⟨

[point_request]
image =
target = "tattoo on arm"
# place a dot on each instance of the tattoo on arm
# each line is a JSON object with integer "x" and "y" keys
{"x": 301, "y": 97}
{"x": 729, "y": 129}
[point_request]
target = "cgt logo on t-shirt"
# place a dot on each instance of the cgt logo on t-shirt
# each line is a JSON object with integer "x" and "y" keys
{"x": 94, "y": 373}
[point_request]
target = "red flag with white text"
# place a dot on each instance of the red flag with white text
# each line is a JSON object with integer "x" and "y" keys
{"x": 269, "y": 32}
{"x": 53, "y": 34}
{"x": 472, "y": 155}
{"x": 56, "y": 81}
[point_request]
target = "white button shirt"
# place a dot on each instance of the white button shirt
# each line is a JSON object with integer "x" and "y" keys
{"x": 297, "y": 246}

⟩
⟨

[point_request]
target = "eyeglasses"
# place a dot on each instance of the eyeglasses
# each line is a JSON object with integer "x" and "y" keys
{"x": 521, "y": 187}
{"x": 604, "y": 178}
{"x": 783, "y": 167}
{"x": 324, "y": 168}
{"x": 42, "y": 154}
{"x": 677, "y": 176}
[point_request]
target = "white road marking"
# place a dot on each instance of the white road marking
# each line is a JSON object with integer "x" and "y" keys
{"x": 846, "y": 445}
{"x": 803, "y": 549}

⟩

== Instruction ==
State how many lines in the entries above contain the string "road", treating uppercase and lowercase as distinct. Give only the number.

== Result of the task ==
2